**What is needed:** The entries below are to be written out again without alteration.

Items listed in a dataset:
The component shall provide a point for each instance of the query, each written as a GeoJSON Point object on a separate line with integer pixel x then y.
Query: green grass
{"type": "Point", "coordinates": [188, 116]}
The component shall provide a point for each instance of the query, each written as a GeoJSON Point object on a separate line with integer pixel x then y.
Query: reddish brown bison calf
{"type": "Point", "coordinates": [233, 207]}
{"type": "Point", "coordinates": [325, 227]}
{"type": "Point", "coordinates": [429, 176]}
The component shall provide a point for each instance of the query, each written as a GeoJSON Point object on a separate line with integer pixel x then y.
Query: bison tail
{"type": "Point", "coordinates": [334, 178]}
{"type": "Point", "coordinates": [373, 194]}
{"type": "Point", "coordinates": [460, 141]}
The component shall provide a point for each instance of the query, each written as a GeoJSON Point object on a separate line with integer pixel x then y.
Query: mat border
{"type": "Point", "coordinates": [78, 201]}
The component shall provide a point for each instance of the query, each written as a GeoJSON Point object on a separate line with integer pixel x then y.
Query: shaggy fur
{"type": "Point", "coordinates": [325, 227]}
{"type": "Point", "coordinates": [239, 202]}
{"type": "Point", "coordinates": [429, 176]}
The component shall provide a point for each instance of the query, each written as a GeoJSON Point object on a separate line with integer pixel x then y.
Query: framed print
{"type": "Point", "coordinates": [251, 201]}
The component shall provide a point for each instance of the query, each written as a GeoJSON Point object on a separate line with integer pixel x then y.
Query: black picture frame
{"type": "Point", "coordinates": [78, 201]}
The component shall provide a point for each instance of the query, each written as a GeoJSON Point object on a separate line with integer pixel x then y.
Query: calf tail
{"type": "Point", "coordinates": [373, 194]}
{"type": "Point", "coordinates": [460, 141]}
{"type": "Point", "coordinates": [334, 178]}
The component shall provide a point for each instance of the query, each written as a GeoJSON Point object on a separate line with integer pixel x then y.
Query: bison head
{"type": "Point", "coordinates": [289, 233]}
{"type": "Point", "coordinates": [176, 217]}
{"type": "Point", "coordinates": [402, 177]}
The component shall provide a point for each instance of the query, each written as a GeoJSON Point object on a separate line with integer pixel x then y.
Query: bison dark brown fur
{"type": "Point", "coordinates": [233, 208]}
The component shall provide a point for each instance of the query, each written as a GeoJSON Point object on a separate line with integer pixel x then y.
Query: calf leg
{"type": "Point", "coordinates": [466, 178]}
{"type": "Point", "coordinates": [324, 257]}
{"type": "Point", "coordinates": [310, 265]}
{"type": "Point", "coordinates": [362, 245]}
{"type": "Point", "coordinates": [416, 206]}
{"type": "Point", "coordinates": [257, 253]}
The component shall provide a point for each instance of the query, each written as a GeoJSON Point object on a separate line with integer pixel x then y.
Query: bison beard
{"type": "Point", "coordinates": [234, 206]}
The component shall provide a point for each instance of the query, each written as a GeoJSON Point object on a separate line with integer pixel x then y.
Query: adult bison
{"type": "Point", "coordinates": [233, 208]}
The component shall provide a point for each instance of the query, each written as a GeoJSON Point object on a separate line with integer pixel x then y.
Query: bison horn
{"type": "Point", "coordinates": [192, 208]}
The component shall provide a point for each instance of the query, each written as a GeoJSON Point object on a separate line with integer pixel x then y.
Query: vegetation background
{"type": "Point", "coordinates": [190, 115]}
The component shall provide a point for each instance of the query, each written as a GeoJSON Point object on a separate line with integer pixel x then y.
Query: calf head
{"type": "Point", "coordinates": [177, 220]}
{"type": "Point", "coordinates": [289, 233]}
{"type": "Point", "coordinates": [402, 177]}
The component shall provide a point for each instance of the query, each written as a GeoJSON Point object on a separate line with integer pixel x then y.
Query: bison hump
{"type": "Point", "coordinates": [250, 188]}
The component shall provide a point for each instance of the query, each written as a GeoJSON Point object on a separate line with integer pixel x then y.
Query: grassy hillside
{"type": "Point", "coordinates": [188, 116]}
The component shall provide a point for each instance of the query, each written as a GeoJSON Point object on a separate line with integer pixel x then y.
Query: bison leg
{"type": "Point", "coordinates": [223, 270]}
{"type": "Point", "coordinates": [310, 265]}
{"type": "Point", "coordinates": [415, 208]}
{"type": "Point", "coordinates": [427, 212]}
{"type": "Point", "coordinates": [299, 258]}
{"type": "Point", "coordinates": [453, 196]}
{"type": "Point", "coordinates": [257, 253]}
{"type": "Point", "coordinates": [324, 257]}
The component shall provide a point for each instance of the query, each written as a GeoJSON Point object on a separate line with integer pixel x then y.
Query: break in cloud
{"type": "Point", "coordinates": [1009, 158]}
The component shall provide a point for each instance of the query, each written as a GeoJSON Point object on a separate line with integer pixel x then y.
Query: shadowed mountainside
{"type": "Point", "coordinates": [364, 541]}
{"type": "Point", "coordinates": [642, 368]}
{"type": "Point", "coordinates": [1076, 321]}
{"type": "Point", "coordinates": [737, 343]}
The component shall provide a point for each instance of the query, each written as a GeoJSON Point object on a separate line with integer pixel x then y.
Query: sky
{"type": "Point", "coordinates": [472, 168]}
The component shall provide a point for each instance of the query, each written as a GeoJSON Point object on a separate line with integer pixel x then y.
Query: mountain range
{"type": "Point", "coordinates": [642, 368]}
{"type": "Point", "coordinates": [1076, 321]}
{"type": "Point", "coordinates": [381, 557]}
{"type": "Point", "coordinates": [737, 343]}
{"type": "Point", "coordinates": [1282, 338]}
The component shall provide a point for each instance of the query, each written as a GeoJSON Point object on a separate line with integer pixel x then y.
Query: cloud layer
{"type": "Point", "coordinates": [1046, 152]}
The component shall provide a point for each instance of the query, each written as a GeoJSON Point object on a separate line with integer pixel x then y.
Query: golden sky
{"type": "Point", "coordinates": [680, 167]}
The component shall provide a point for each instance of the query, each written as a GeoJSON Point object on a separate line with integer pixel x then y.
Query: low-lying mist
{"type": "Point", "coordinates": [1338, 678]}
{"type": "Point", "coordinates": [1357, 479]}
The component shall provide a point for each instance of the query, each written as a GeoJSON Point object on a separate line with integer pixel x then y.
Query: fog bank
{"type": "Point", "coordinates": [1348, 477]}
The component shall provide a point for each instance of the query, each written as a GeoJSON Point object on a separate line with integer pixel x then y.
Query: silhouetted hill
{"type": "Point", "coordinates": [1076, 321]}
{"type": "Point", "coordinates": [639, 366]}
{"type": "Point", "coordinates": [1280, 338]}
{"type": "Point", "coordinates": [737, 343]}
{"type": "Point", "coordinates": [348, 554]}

**Reply:**
The component shall provide a point for each instance of the query, each written as a GeoJSON Point object on a separate line with integer pixel x then y.
Query: green grass
{"type": "Point", "coordinates": [188, 116]}
The component shall provide a point for each instance of the query, each written as a GeoJSON Point object on a separate line with integer pixel x then y.
Query: reddish brown bison calf
{"type": "Point", "coordinates": [233, 207]}
{"type": "Point", "coordinates": [325, 227]}
{"type": "Point", "coordinates": [429, 176]}
The component shall provide a point for each instance of the query, each written as a GeoJSON Point object on a separate line with integer pixel x then y.
Query: bison tail
{"type": "Point", "coordinates": [334, 178]}
{"type": "Point", "coordinates": [373, 194]}
{"type": "Point", "coordinates": [460, 141]}
The component shall provide a point for each instance of the query, each written as a GeoJSON Point object on a separate line with integer pixel x then y.
Query: mat border
{"type": "Point", "coordinates": [78, 201]}
The component shall provide a point for each instance of the query, each written as a GeoJSON Point object on a separate line with integer pixel x then y.
Query: shaggy fur
{"type": "Point", "coordinates": [325, 227]}
{"type": "Point", "coordinates": [239, 202]}
{"type": "Point", "coordinates": [429, 176]}
The component shall provide a point for each instance of the query, each written as a GeoJSON Point object on a separate line with integer pixel x then y.
Query: framed print
{"type": "Point", "coordinates": [251, 201]}
The component shall provide a point for each instance of the query, each written as a GeoJSON Point object on a separate line with integer pixel x then y.
Query: black picture frame
{"type": "Point", "coordinates": [78, 201]}
The component shall provide a point for each instance of the query, each written as a GeoJSON Point object on a separate line with integer pixel x then y.
Query: calf tail
{"type": "Point", "coordinates": [373, 194]}
{"type": "Point", "coordinates": [460, 141]}
{"type": "Point", "coordinates": [334, 178]}
The component shall provide a point for each instance of the query, each written as a GeoJSON Point object on a separate line with integer pixel x then y.
Query: bison head
{"type": "Point", "coordinates": [289, 233]}
{"type": "Point", "coordinates": [176, 217]}
{"type": "Point", "coordinates": [402, 177]}
The component shall provide a point for each instance of the query, each written as a GeoJSON Point object on a separate line with integer pixel x then y.
Query: bison dark brown fur
{"type": "Point", "coordinates": [233, 208]}
The component shall provide a point for each instance of the query, each written as a GeoJSON Point object on a separate line with integer pixel x then y.
Query: calf leg
{"type": "Point", "coordinates": [466, 178]}
{"type": "Point", "coordinates": [324, 257]}
{"type": "Point", "coordinates": [310, 265]}
{"type": "Point", "coordinates": [362, 245]}
{"type": "Point", "coordinates": [416, 206]}
{"type": "Point", "coordinates": [257, 253]}
The component shall provide a point for each instance of the query, each written as a GeoJSON Point object on a separate line with integer pixel x then y.
Query: bison beard
{"type": "Point", "coordinates": [234, 206]}
The component shall provide a point for each instance of the query, each written as a GeoJSON Point object on a separate line with integer pixel x then y.
Query: adult bison
{"type": "Point", "coordinates": [233, 208]}
The component shall provide a point for each instance of the query, each written as a GeoJSON Point object on a separate line with integer pixel x then y.
Query: bison horn
{"type": "Point", "coordinates": [192, 208]}
The component shall provide a point for each instance of the query, each written as a GeoJSON Point object on a separate line with integer pixel x then y.
Query: vegetation background
{"type": "Point", "coordinates": [190, 115]}
The component shall provide a point for each instance of the query, each written as a GeoJSON Point object on a separate line with integer pixel x then y.
Query: calf head
{"type": "Point", "coordinates": [177, 220]}
{"type": "Point", "coordinates": [289, 233]}
{"type": "Point", "coordinates": [402, 177]}
The component shall provide a point for each instance of the query, each written as a GeoJSON Point object on a separate line with integer pixel x then y.
Query: bison hump
{"type": "Point", "coordinates": [250, 188]}
The component shall provide a point for each instance of the query, each written as a GeoJSON Point object on a separate line with integer pixel x then y.
Query: grassy hillside
{"type": "Point", "coordinates": [188, 116]}
The component shall provide a point for each instance of the query, each written as a GeoJSON Point object on a separate line with integer pixel x then y.
Query: bison leg
{"type": "Point", "coordinates": [223, 270]}
{"type": "Point", "coordinates": [310, 265]}
{"type": "Point", "coordinates": [415, 208]}
{"type": "Point", "coordinates": [427, 212]}
{"type": "Point", "coordinates": [299, 258]}
{"type": "Point", "coordinates": [453, 196]}
{"type": "Point", "coordinates": [257, 253]}
{"type": "Point", "coordinates": [324, 257]}
The component shall provide a point for each instance of the query, each written as a GeoJSON Point object on a separate line with integer pixel x then y.
Query: break in cloud
{"type": "Point", "coordinates": [1009, 158]}
The component shall provide a point for each instance of the query, each written as a GeoJSON Point object on a separate line with integer pixel x then y.
Query: shadowed mountainside
{"type": "Point", "coordinates": [364, 541]}
{"type": "Point", "coordinates": [642, 368]}
{"type": "Point", "coordinates": [1076, 321]}
{"type": "Point", "coordinates": [737, 343]}
The component shall provide a point for each instance of the query, each written as a GeoJSON Point object on a separate line with integer pixel x then y.
Query: sky
{"type": "Point", "coordinates": [472, 168]}
The component shall provide a point for each instance of the query, each written as a GeoJSON Point object on a separate line with integer pixel x then y.
Query: mountain range
{"type": "Point", "coordinates": [642, 368]}
{"type": "Point", "coordinates": [1076, 321]}
{"type": "Point", "coordinates": [381, 557]}
{"type": "Point", "coordinates": [737, 343]}
{"type": "Point", "coordinates": [1282, 338]}
The component shall provide a point for each instance of the query, each written as a GeoJSON Point object on a separate line with integer pixel x then y.
Query: cloud layer
{"type": "Point", "coordinates": [1046, 152]}
The component shall provide a point for each instance of the query, each written as a GeoJSON Point object on a separate line with integer pixel x then y.
Query: golden sky
{"type": "Point", "coordinates": [680, 167]}
The component shall provide a point for each instance of the query, each written as a GeoJSON Point object on a separate line with integer pixel x then y.
Query: low-lying mist
{"type": "Point", "coordinates": [1338, 678]}
{"type": "Point", "coordinates": [1357, 479]}
The component shall provide a point for each instance of the query, each written as a GeoJSON Point object on a separate line with integer pixel x then y.
Query: fog bank
{"type": "Point", "coordinates": [1348, 477]}
The component shall provide a point for each instance of the query, each written as a GeoJSON Point object on a separate line with integer pixel x then y.
Query: silhouetted hill
{"type": "Point", "coordinates": [1076, 321]}
{"type": "Point", "coordinates": [639, 366]}
{"type": "Point", "coordinates": [1280, 338]}
{"type": "Point", "coordinates": [737, 343]}
{"type": "Point", "coordinates": [348, 554]}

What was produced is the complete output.